**INSTRUCCIÓN DADA 1**. En el texto sobre la pesadilla, ¿qué le ocurría a Pedro en cuanto quedaba tumbado en la mesa?

**TEXTO CITADO**.
········
Esa noche, como digo, tuve la peor pesadilla de mi vida.

Tras recorrer las montañas de Marco Polo, había llegado a una especie de hotel, o casa, o lo que fuera, en la que iba a pasar la noche. Hacía allí un amiguito, sospechosamente parecido al Pedro de Heidi (otro elemento de la época en que lo soñé), y disfrutaba jugando con él. Pero llegó la noche, y por algún motivo no podía dormir, porque había algo siniestro en ese lugar.

Así que me levantaba y recorría las habitaciones, hasta que llegaba a los sótanos, donde, como en un laboratorio macabro, tenían varios recipientes con embriones humanos en su interior. Recuerdo la iluminación, en tonos rojos como las antiguas salas oscuras de revelado fotográfico, y los recipientes con esos macabros bichitos, que aunque tenían el aspecto de los fetos poco desarrollados de las primeras semanas de vida, tenían (ya he dicho antes lo de mi falta de escala), el tamaño de bebés ya formados, por lo que aún eran más horrendos.

Yo vagaba asustada entre las salas, hasta que al final llegaba a un pasillo y me encontraba a mi amigo Pedro. Intentaba decirle que teníamos que salir de allí, que algo horrible pasaba en ese lugar, pero de pronto una especie de brazo mecánico salía de una mesita de disección que allí había, y le agarraba del brazo. Pedro no se lo tomaba mal, y en una especie de danza macabra se dejaba arrastrar por el brazo en cuestión hasta la mesa. El brazo, pese a ser delgadurrio y endeble, le levantaba en volandas y le tumbaba en la mesa, y automáticamente, en cuanto quedaba tumbado, Pedro se derretía como si fuese de mantequilla.

Creo que fue en ese momento horrible en el que me desperté aterrorizada y corrí a mi ventanal, a relajarme viendo el aburrido mundo real.

Es curioso porque mis más terribles miedos parecen estar relacionados con el antes y el después de la vida. Los dos principales interrogantes: de dónde venimos, y a dónde vamos… ¿Qué era yo, antes de ser yo, y qué seré, cuándo deje de serlo?

En realidad, sigo teniendo ese miedo, pero con la edad he desarrollado un sutil mecanismo de defensa: no pensar en ello.

Pero ahora revivo un poco la situación con Leo.

Leo también es incapaz de dormir solo.

Asumo mi parte de culpa, porque cuando él nació, con su padre pasando la mayor parte del tiempo en Madrid por motivos de trabajo, para mí era mucho más cómodo (y gratificante) dormir con él en mi cama en vez de tenerle en la cuna, donde ver que él no se dormía me tenía en vela a mí también. Lo de tenerle en otra habitación ya era impensable… incluso cuando fue creciendo, la sola idea de levantarme 3 ó 4 veces durante la noche para tranquilizarle, darle agua, etc, me volvía loca. Además para mí mi sueño es sagrado, y despertarme varias veces durante la noche, más aún cuando al día siguiente tengo que madrugar, me pone de una mala leche tremenda.
········
**DATOS PROPORCIONADOS**.
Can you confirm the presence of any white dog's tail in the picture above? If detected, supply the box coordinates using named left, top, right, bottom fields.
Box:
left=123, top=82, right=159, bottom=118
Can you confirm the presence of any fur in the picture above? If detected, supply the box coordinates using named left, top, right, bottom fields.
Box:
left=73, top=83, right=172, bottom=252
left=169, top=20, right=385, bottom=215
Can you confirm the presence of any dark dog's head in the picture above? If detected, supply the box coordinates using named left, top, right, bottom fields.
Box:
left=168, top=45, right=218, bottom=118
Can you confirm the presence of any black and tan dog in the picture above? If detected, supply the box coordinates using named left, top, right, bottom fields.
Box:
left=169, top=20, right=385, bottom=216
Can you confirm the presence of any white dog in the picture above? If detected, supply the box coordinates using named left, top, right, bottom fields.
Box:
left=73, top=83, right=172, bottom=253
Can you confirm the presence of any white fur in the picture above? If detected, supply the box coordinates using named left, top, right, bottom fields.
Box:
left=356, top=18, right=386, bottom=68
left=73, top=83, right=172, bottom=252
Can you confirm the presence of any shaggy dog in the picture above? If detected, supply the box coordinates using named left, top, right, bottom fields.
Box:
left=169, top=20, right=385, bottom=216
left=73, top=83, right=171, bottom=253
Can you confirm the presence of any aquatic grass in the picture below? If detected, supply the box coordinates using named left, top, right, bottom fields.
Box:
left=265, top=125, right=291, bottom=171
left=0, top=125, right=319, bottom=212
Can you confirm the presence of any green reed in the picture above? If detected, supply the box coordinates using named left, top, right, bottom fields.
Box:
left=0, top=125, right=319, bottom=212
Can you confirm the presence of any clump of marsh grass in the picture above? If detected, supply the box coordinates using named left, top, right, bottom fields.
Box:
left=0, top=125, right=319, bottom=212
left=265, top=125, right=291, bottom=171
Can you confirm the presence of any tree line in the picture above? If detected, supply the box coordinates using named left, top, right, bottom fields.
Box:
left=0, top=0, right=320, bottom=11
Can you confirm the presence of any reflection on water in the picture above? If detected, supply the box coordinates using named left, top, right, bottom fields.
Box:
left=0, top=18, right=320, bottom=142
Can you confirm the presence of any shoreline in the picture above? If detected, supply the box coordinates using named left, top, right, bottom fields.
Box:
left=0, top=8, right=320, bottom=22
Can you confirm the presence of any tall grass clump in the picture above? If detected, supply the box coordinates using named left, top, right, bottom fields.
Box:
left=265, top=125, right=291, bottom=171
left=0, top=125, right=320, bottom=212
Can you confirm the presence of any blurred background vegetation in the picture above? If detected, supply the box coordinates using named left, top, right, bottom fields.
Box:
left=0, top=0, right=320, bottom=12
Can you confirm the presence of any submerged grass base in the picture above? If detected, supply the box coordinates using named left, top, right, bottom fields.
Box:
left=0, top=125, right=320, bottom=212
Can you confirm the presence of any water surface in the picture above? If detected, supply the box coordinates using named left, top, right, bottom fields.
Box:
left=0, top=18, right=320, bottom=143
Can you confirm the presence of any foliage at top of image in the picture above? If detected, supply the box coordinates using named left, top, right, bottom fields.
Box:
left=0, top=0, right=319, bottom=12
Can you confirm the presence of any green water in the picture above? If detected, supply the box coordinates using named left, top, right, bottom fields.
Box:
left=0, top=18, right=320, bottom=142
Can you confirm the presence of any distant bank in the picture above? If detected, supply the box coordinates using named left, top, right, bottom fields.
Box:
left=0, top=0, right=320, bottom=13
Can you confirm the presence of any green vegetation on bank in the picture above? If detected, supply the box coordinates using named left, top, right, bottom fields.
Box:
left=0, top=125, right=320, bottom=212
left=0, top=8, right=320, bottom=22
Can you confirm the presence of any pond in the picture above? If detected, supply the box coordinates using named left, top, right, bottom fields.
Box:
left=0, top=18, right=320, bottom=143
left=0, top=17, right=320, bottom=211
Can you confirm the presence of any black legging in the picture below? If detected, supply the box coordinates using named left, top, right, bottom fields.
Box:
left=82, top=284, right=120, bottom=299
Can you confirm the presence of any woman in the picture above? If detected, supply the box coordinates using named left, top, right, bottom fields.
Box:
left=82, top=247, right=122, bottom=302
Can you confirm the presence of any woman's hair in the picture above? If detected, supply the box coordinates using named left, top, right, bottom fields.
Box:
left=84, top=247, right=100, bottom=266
········
**INSTRUCCIÓN DADA 2**. En el listado, toma todo lo que va desde la línea que contiene "Can you confirm the presence of any distant" hasta la que contiene "left=0, top=0, right=320, bottom=13", ambas incluidas. Sustituye "distant bank" por "far shore" y devuelve solo esas líneas, sin ningún otro cambio.

**RESULTADO 1**. Se derretía como si fuese de mantequilla.

**RESULTADO 2**.
Can you confirm the presence of any far shore in the picture above? If detected, supply the box coordinates using named left, top, right, bottom fields.
Box:
left=0, top=0, right=320, bottom=13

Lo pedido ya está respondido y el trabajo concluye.